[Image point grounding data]
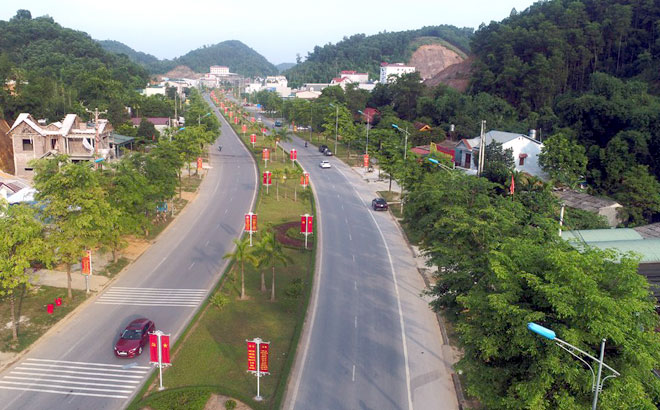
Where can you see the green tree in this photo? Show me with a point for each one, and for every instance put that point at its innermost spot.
(563, 159)
(639, 192)
(242, 253)
(75, 206)
(22, 243)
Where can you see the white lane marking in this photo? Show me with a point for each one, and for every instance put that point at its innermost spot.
(57, 386)
(112, 396)
(72, 382)
(62, 376)
(396, 291)
(87, 363)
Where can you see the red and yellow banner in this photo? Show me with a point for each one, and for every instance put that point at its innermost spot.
(263, 357)
(252, 357)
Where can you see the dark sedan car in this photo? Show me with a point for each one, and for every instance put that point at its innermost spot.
(379, 204)
(133, 339)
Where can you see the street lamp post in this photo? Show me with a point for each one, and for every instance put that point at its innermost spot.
(405, 151)
(366, 148)
(596, 382)
(336, 107)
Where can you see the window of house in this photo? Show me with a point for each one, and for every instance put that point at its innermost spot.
(27, 145)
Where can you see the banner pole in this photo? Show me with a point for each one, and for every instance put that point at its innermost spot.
(160, 360)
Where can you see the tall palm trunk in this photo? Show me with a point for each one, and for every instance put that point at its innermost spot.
(68, 281)
(272, 287)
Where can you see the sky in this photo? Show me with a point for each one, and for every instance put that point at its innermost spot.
(277, 30)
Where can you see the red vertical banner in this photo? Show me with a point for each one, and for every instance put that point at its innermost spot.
(310, 224)
(153, 348)
(165, 349)
(252, 357)
(263, 357)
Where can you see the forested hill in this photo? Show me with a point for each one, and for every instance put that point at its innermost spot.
(56, 69)
(234, 54)
(365, 53)
(138, 57)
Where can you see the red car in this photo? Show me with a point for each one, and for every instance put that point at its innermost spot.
(133, 339)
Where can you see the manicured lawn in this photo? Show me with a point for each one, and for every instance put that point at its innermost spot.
(31, 305)
(212, 354)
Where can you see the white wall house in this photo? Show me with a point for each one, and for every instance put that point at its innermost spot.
(394, 69)
(525, 149)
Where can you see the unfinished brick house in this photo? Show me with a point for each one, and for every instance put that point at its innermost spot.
(71, 136)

Instructions for the task:
Your answer should consist only of the lines from the one that holds "Where can you see the unfinished" to the end of the entries above, both ends included, each repeated exactly.

Exercise result:
Where can you see the unfinished brick house in this photo? Show me with a point for each one, and for every instance put that point at its innermost spot.
(71, 136)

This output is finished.